Apesar das aflições a que foi submetida, Ashley sobreviveu e decidiu, resilientemente, que mudaria de vida. Ao final dos anos 1950, partiu para a França, onde começou a trabalhar nos shows do famoso cabaré Le Carrousel de Paris.

Pouco depois, voltou ao Reino Unido, migrando para Londres. Lá, se tornou uma das modelos mais requisitadas da época, aparecendo em importantes revistas, como a Vogue, além de trabalhar com desfiles e campanhas publicitárias.

April fotografada por David Bailey para a Vogue (Foto: Vogue/Reprodução)
April fotografada por David Bailey para a Vogue (Foto: Vogue/Reprodução)

A presença na moda e em círculos sociais influentes colocou Ashley em contato com algumas das figuras mais proeminentes da época, como Mick Jagger e John Lennon. De acordo com a biografia April Ashley’s Odyssey, lançada em 1982 no exterior, Salvador Dalí e Pablo Picasso também não resistiram ao charme da musa e convidram-na para trabalhos artísticos, que ela rejeitou.

Foi durante esse período também que se tornou oficialmente April Ashley, ao passar por uma cirurgia de redesignação sexual. Naquele tempo, o procedimento era extremamente raro e envolvia desafios médicos e sociais. Com o sucesso da operação, manteve sua identidade de gênero como segredo, até não poder mais.

No dia 19 de Novembro de 1961, um amigo informou ao jornal The Sunday People que April não era uma mulher cisgênero. A notícia foi bombástica e fez com que a modelo perdesse trabalhos e até mesmo o papel que havia conquistado no filme Dois Errados no Espaço (1962), de Norman Panama.

Perseverante, April encontrou formas de resistir e tomar as rédeas da narrativa: ao jornal The News of the World, decidiu contar sua própria história, nos seus próprios termos.

Foi em 1963 que ela conheceu o amor, quando se casou com o aristocrata britânico Arthur Corbett. O relacionamento, porém, não perdurou, e o que parecia ser um conto de fadas acabou como um verdadeiro campo de guerra.

April e o ex-marido Arthur Corbett (Foto: Mirrorpix)
April e o ex-marido Arthur Corbett (Foto: Mirrorpix)

Corbett pediu o divórcio 7 anos após a união, alegando que Ashley não era uma mulher de acordo com a lei britânica. Sua intenção era a anulação do matrimônio, na expectativa de que pudesse evitar o pagamento de pensão à ex-esposa.

_Requisitos das tarefas_
1. Por favor, reproduza o trecho do texto sobre April Ashley entre "No dia 19 de" e "de Norman Panama.", inclusive.
2. Traduza para o inglês esta frase do texto sobre April Ashley: "Foi em 1963 que ela conheceu o amor, quando se casou com o aristocrata britânico Arthur Corbett."
3. Continue o texto sobre April Ashley a partir da última frase apresentada.

_Registros de dados_
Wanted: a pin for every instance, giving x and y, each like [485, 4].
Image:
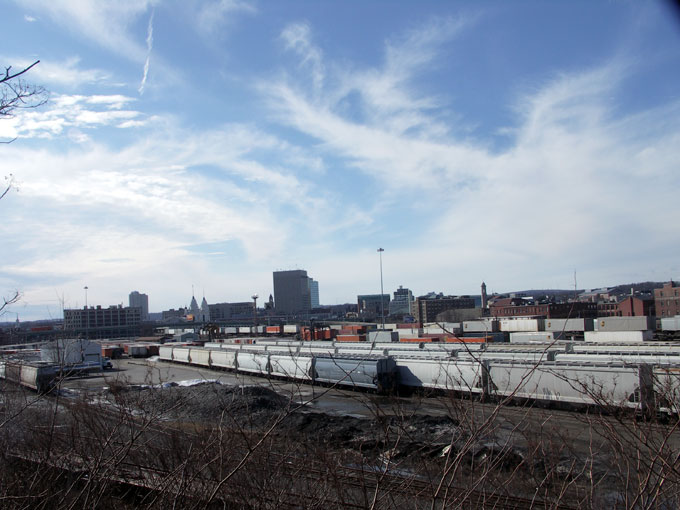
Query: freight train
[371, 372]
[633, 384]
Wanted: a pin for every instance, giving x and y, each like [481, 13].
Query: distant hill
[618, 290]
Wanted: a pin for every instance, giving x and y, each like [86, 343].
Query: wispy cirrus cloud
[214, 14]
[571, 152]
[149, 47]
[60, 73]
[64, 112]
[106, 23]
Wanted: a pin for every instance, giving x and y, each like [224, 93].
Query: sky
[195, 146]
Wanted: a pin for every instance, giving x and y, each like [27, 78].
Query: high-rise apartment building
[402, 304]
[97, 322]
[138, 300]
[292, 291]
[314, 292]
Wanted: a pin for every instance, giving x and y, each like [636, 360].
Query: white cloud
[51, 73]
[297, 37]
[571, 181]
[106, 23]
[66, 112]
[214, 14]
[149, 47]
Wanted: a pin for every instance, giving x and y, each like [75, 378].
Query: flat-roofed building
[667, 300]
[292, 291]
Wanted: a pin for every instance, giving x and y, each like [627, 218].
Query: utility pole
[255, 296]
[382, 296]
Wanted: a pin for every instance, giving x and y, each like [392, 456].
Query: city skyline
[209, 143]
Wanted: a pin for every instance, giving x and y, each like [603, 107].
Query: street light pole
[87, 316]
[255, 296]
[382, 299]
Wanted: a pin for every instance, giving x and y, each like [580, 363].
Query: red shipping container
[467, 340]
[351, 338]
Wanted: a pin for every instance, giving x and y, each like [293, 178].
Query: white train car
[618, 336]
[298, 367]
[181, 354]
[256, 362]
[538, 356]
[522, 325]
[621, 358]
[200, 356]
[165, 352]
[656, 347]
[223, 359]
[610, 385]
[441, 374]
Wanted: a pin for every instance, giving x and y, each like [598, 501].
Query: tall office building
[402, 304]
[292, 291]
[314, 292]
[140, 301]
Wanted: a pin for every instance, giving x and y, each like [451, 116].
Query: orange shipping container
[466, 340]
[351, 338]
[414, 339]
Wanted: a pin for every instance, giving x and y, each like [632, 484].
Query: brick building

_Respostas das atividades_
1.
No dia 19 de Novembro de 1961, um amigo informou ao jornal The Sunday People que April não era uma mulher cisgênero. A notícia foi bombástica e fez com que a modelo perdesse trabalhos e até mesmo o papel que havia conquistado no filme Dois Errados no Espaço (1962), de Norman Panama.

2. It was in 1963 that she found love, when she married the British aristocrat Arthur Corbett.

3.
Em 1970, o tribunal decidiu a favor de Corbett, anulando o casamento e gerando um precedente jurídico que negava a identidade de gênero de Ashley e de outras pessoas transexuais. A decisão foi um golpe devastador para ela, que viu sua vida pessoal e dignidade sendo atacadas publicamente.

Nos anos seguintes, já afastada do trabalho como modelo, Ashley continuou a lutar pelos seus direitos e os de outras pessoas trans.

Em 2005, conseguiu uma nova identidade após a promulgação da Lei de Reconhecimento de Gênero. Sete anos depois, foi condecorada com o título de Membro da Ordem do Império Britânico por sua contribuição ao ativismo LGBTQIA+ e, mais tarde, em 2016, recebeu um diploma honorário na Universidade de Liverpool por seu trabalho a favor dos direitos da comunidade trans no Reino Unido.

April em 2016, recebendo um diploma honorário da Universidade de Liverpool (Foto: Liverpool Echo/James Maloney)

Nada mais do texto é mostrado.